Exercise goal:
Reproduce everything from the start of the data down to the line containing "pixel 382 258", including both ends, and leave the pictures out of your copy.

Source material:
__________
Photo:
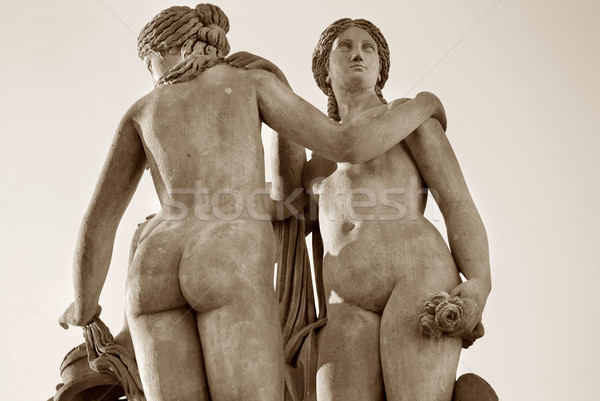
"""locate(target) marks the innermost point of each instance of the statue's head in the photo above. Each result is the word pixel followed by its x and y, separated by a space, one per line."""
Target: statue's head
pixel 322 53
pixel 174 35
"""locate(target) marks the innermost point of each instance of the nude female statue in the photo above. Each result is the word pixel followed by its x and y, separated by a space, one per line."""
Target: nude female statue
pixel 199 294
pixel 382 258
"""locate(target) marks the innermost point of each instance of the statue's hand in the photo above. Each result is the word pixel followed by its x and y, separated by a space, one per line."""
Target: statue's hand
pixel 475 291
pixel 252 61
pixel 437 108
pixel 73 318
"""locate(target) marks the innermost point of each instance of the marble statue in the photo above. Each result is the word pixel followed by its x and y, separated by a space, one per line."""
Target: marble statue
pixel 200 304
pixel 386 267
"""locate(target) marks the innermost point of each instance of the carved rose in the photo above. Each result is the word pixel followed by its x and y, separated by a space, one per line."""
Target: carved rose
pixel 448 315
pixel 428 326
pixel 442 314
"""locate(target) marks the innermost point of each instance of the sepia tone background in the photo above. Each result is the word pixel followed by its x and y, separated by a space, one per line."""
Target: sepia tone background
pixel 521 88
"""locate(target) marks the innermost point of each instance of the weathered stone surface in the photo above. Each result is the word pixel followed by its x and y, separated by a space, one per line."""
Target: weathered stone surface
pixel 470 387
pixel 204 319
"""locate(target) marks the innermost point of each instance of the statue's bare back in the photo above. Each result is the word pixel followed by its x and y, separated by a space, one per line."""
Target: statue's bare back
pixel 205 260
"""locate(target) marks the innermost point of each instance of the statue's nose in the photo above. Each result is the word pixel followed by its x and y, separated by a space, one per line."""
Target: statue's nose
pixel 357 56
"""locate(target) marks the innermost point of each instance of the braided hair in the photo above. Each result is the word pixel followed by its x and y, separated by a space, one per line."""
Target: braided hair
pixel 320 60
pixel 200 32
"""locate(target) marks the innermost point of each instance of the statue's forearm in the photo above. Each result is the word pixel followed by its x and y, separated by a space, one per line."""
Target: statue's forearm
pixel 374 133
pixel 90 265
pixel 469 245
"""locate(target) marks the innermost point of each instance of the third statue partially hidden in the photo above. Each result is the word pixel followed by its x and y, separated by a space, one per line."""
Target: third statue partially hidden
pixel 200 302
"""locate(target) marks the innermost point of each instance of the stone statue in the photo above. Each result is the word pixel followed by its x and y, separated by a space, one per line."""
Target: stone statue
__________
Reply:
Photo:
"""locate(target) marks the innermost point of each instance of the statue's head in the photo above. Each result is the word pixel followed by its x and y, separated by a space, one per line."""
Target: statue's head
pixel 322 53
pixel 174 35
"""locate(target) marks the innermost point of each instance of the nude female statue in the photo above. Each result is the word pixel followed by its x and y, separated by a space, one per line."""
Target: nude female statue
pixel 199 294
pixel 382 258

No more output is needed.